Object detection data
------
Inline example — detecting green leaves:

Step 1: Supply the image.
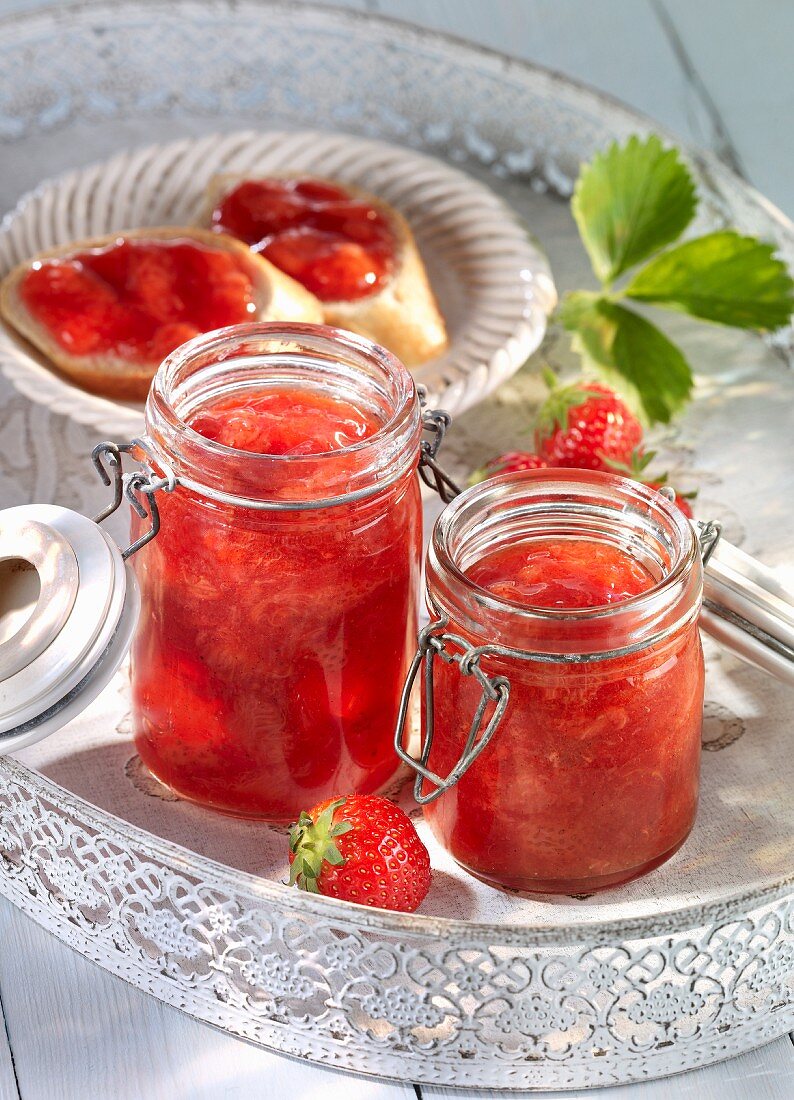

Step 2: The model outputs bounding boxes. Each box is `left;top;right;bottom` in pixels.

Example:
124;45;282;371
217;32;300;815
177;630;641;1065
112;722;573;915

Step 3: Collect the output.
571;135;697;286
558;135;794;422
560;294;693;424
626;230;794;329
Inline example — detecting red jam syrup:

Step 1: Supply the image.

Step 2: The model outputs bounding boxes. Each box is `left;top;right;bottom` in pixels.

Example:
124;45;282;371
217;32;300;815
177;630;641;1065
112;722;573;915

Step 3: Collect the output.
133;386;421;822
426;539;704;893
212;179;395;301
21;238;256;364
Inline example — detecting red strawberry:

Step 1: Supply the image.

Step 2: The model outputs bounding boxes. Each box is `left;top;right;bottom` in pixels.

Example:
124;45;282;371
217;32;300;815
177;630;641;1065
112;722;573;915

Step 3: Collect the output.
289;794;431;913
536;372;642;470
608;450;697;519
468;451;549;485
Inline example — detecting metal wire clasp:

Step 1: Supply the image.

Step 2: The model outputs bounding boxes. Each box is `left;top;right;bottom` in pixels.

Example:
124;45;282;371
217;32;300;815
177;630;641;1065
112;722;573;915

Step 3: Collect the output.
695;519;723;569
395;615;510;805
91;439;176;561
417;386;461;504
------
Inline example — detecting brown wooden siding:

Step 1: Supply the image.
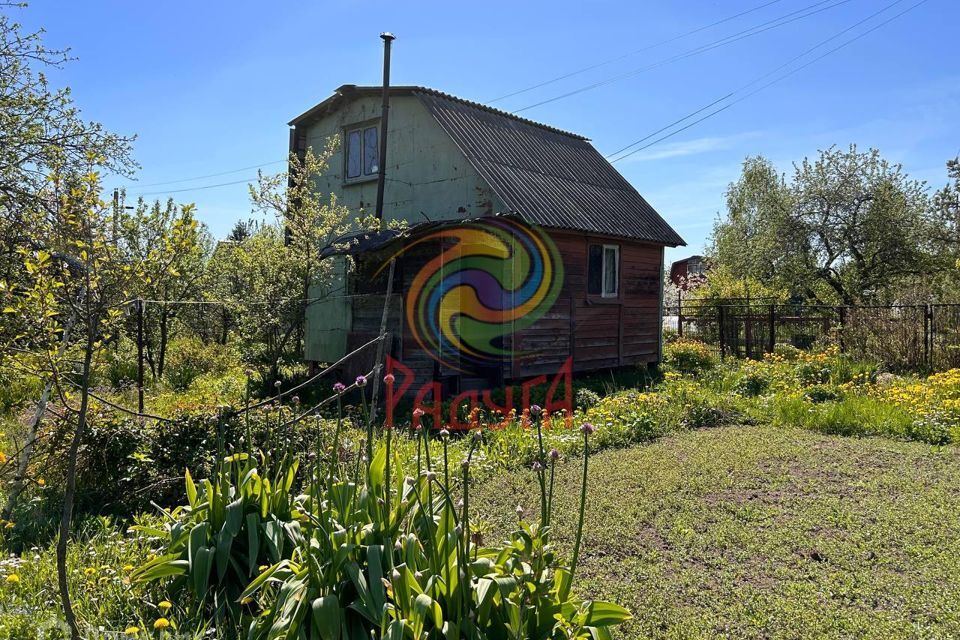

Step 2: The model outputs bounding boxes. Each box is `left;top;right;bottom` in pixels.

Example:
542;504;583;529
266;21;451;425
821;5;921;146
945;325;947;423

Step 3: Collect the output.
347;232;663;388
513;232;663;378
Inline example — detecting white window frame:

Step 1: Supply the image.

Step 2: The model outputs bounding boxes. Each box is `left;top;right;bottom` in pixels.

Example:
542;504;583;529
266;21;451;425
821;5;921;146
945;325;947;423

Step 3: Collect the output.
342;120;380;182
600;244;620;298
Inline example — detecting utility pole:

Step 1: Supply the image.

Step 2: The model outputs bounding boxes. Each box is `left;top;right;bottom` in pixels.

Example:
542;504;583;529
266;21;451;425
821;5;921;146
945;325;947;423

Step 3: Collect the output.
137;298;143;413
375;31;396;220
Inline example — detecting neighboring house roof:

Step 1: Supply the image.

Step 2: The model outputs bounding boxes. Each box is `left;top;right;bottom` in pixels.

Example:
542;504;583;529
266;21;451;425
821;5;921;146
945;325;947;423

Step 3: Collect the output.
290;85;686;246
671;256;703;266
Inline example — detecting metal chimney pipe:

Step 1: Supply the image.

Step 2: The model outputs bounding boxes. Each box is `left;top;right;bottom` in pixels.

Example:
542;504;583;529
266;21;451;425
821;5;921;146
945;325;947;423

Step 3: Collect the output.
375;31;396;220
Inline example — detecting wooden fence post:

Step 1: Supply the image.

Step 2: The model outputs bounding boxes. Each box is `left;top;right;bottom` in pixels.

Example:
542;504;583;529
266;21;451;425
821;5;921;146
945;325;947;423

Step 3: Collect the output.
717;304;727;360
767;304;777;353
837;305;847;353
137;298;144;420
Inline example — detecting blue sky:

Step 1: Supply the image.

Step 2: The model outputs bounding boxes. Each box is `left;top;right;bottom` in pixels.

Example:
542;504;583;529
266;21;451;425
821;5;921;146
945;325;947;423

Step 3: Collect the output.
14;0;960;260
------
#### YOUR GOAL
Copy the stretch of the listing from the line containing "Inline example — detecting green" through the line containing "468;451;549;485", keeping both of those lines. Omit the picture from your copy.

#### TASK RESULT
Inline example — detecting green leaves:

Step 1: Supply the image.

Step 2: The model outputs bounding boxes. Each box is `left;top;right;bottom` in pixels.

Example:
124;45;282;371
217;32;300;815
177;630;641;1065
112;722;573;915

Step 3: Collect the output.
571;135;697;286
558;135;794;422
560;294;693;424
626;230;794;329
Inline example — detecting red jam syrup:

Step 1: Supply the image.

Step 2: The model outputs bounding boxes. Each box is `left;top;right;bottom` in pixels.

Example:
124;45;282;371
217;32;300;815
177;630;641;1065
112;722;573;915

Step 3: Collect the output.
133;386;421;822
426;539;704;893
212;179;395;301
21;238;256;364
Inline example — detecting red strawberry:

Step 1: Supply the image.

Step 2: The model outputs bounding boxes. Each box is `left;top;right;bottom` in pixels.

Example:
124;45;282;371
217;32;300;815
177;630;641;1065
112;722;573;915

Step 3: Collect the output.
289;794;431;913
536;372;642;470
608;450;697;519
468;451;549;485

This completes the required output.